ФРАГМЕНТ ДЛЯ ЧТЕНИЯ
□ □ □ □ □

Полемика, развернувшаяся вокруг
доклада уважаемого Мигеля, позволила выявить как наиболее спорные моменты в существующих вариантах построения русской идентичности, так и потенциальные общие точки соприкосновения, способные сформировать хотя бы подобие общественного консенсуса. Но в то же время она показала, что узловые аспекты проблемы зачастую ускользают от внимания аудитории или принимаются как данность без надлежащего осмысления и проработки. К тому же, возникшие вопросы вынуждают прояснить мою собственную позицию по данному поводу во избежание превратных трактовок и дальнейших недоразумений.
Проблема идентичности, не первый взгляд, кажется чересчур абстрактной и отвлечённой от дел насущных сферой околонаучных мудрствований и витиеватых идей. Однако для любой социальной общности эта проблема является первостепенной, а в случае целого народа и вовсе основополагающей, потому как только идентичность является тем ориентиром, который позволяет проводить различие по линии «свой-чужой» и таким образом формировать как глубинное, подсознательное, так и явственное, осознанное понимание круга «Своих». Для любого человека понятие «Свои» - это то, что задаёт его жизненный ареал, спектр его социальных возможностей и обязательств. Для народа же это понятие составляет главный критерий его жизненного потенциала, способности опознавать и преодолевать внешние и внутренние вызовы, сохраняя собственную целостность и обеспечивая историческое выживание.

□ □ □ □ □

Скопируйте без изменений часть фрагмента о русской идентичности от слов «Полемика, развернувшаяся вокруг» до слов «и дальнейших недоразумений.» включительно. Опирайтесь только на приведённый фрагмент.

ПЕРЕЧЕНЬ СТРОК
□ □ □ □ □

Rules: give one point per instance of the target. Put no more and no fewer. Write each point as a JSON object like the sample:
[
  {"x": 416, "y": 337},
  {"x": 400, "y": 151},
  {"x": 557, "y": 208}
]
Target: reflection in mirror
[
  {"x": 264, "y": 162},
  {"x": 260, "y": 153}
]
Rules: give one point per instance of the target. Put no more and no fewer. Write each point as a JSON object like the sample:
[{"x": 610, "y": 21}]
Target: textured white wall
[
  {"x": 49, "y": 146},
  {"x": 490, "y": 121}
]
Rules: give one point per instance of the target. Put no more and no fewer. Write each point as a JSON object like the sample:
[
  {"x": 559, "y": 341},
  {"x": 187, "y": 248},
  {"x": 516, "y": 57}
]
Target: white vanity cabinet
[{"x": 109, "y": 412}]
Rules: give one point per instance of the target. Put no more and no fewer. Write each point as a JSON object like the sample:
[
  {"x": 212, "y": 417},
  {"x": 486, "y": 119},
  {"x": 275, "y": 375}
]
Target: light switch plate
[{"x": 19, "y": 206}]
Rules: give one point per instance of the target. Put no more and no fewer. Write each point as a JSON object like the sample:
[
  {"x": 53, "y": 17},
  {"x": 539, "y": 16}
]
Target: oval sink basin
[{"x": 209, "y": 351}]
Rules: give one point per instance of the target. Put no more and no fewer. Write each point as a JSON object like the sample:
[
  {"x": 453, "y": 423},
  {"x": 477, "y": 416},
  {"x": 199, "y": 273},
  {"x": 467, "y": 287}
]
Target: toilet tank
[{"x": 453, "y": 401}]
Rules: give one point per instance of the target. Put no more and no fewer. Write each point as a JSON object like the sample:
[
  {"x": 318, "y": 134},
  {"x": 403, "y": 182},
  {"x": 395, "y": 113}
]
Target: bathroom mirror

□ □ □ □ □

РЕЗУЛЬТАТ ВЫПОЛНЕНИЯ
Полемика, развернувшаяся вокруг
доклада уважаемого Мигеля, позволила выявить как наиболее спорные моменты в существующих вариантах построения русской идентичности, так и потенциальные общие точки соприкосновения, способные сформировать хотя бы подобие общественного консенсуса. Но в то же время она показала, что узловые аспекты проблемы зачастую ускользают от внимания аудитории или принимаются как данность без надлежащего осмысления и проработки. К тому же, возникшие вопросы вынуждают прояснить мою собственную позицию по данному поводу во избежание превратных трактовок и дальнейших недоразумений.